SELECTED PASSAGE

# # # #

Step 2. Creating an initial URL

First, I wanted to see if I would be successful in using this API to get data into JSOn after creating a URL.

I started by creating an R script and loading in appropriate packages. Then I added objects for the endpoint and list of fields that I wanted. I made these into a URL then utilized the GET() function to retrieve the data which I converted to a text from the JSON format. Finally, i was able to view the single page data frame using use_series(data).

For my loop, I first created an empty data frame for each page to fit nicely into.

I used the i variable for the computer to recognize I wanted multiple pages.

A status message was also inserted to show how many pages of the data had been collected

(DO NOT RUN: copied from original R script)

library(jsonlite)  # Converting json data into data frames
library(magrittr)  # Extracting items from list objects using piping grammar
library(httr)      # Interacting with HTTP verbs

### Initial URL build 

inst_endpoint <-
  "https://api.artic.edu/api/v1/artworks"

fields <- paste("id",
           "title",
           "artist_display",
           "date_display",
           "fiscal_year",
           "has_not_been_viewed_much",
           "is_on_view",
           "page",
           sep = ","
           )


inst_api_url <- paste0(inst_endpoint, "?fields=", fields, sep = "")

inst_api_url 

inst_api_url_response <- GET(inst_api_url)

inst_api_url_data <- 
 inst_api_url_response %>% 
  content(as = "text",
          encoding = "UTF-8") %>% # UTF-8 is the <near> universal standard
  fromJSON()

inst_api_url_data %>%
  use_series(data) %>%
  view()





# create empty data frame
inst_api_df <- data.frame()

# Loop through the first 7 pages
for (i in 1:7) {
  page_data <- inst_api_GET_df(page = i)
  
  inst_api_df <- bind_rows(inst_api_df, page_data)
  
  # Status message
  message("Page ", i, " of 7 collected.")
  
  # Pause between requests to avoid rate limiting
  if (i < 7) Sys.sleep(3)
}

This was good practice to see that I could actually use the API, but I wanted to gather at least 7 pages of artwork data that I could use to analyze so I decided to make a function and loop to grab the rest.

# # # #

DIRECTIONS FOR THIS TASK
In the API walkthrough above, recast the paragraph beginning "I started by creating an R script" as a numbered list of steps, keeping its main facts.

ENTRIES PROVIDED
# # # #

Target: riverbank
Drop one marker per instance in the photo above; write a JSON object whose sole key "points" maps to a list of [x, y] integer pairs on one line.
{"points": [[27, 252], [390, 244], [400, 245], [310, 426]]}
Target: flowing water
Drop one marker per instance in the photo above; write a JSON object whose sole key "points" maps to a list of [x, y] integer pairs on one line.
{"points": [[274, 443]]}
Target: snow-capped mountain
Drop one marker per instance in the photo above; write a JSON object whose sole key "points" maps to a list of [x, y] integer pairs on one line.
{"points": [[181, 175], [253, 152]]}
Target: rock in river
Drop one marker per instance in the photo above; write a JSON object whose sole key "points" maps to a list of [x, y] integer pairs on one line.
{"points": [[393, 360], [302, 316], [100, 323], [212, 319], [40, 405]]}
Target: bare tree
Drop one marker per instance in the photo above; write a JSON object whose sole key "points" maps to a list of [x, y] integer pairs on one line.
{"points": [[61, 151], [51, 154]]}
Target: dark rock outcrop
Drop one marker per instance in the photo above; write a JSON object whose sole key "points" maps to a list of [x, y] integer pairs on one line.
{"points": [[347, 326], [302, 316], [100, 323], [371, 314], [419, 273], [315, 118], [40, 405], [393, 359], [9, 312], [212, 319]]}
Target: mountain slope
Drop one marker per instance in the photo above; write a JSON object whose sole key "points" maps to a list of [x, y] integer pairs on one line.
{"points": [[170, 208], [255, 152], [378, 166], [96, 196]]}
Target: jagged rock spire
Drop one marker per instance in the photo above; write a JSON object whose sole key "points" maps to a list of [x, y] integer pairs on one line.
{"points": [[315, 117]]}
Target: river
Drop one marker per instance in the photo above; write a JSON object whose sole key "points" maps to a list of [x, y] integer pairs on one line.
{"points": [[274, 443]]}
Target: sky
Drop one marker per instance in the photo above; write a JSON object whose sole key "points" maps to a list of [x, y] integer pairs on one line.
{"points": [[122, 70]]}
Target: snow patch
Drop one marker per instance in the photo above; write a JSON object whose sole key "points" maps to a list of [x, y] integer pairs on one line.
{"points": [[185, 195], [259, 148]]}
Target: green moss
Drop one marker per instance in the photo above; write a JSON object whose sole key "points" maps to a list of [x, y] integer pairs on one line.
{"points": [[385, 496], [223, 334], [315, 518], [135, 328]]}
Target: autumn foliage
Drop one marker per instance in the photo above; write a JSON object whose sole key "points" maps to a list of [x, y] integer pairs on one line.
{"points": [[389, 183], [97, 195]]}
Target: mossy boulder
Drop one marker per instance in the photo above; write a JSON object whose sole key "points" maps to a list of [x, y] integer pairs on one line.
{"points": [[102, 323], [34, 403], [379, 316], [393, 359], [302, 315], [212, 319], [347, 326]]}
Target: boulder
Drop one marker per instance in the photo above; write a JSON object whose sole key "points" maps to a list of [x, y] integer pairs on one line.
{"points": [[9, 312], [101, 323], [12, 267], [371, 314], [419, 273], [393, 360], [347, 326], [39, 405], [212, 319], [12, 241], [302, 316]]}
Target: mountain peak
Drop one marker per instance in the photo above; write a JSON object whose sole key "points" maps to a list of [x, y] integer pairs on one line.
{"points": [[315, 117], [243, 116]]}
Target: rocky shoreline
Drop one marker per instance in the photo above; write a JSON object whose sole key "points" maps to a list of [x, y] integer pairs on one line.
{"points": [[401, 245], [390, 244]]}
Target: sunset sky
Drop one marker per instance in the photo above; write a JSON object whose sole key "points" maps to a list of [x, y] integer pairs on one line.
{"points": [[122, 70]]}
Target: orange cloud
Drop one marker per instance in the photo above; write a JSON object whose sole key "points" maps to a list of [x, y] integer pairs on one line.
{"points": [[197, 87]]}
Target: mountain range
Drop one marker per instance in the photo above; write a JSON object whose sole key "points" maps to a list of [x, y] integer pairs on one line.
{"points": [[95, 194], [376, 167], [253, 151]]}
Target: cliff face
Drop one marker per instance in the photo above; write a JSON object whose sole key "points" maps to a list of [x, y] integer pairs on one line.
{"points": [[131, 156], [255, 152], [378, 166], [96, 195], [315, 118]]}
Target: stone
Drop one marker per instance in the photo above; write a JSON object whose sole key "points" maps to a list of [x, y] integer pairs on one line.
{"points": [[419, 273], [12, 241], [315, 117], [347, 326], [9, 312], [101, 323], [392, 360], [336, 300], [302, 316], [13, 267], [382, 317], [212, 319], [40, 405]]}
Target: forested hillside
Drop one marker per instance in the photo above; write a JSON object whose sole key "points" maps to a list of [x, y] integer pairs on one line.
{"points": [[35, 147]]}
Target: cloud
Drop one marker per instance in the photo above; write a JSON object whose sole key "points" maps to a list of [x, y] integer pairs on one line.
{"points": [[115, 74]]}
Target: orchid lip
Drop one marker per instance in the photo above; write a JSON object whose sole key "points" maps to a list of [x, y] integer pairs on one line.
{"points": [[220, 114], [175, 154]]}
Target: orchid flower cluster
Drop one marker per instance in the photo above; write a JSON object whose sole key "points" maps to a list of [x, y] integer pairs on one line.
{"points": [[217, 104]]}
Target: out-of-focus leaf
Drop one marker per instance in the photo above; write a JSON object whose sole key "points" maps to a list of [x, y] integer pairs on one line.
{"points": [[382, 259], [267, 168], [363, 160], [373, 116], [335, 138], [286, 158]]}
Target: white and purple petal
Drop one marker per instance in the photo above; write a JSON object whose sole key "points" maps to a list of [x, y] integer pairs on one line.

# # # #

TASK ANSWER
1. Create an R script and load the needed packages.
2. Add objects for the endpoint and the list of desired fields.
3. Combine these into a URL.
4. Use the GET() function to retrieve the data, converting it from JSON format to text.
5. View the single-page data frame with use_series(data).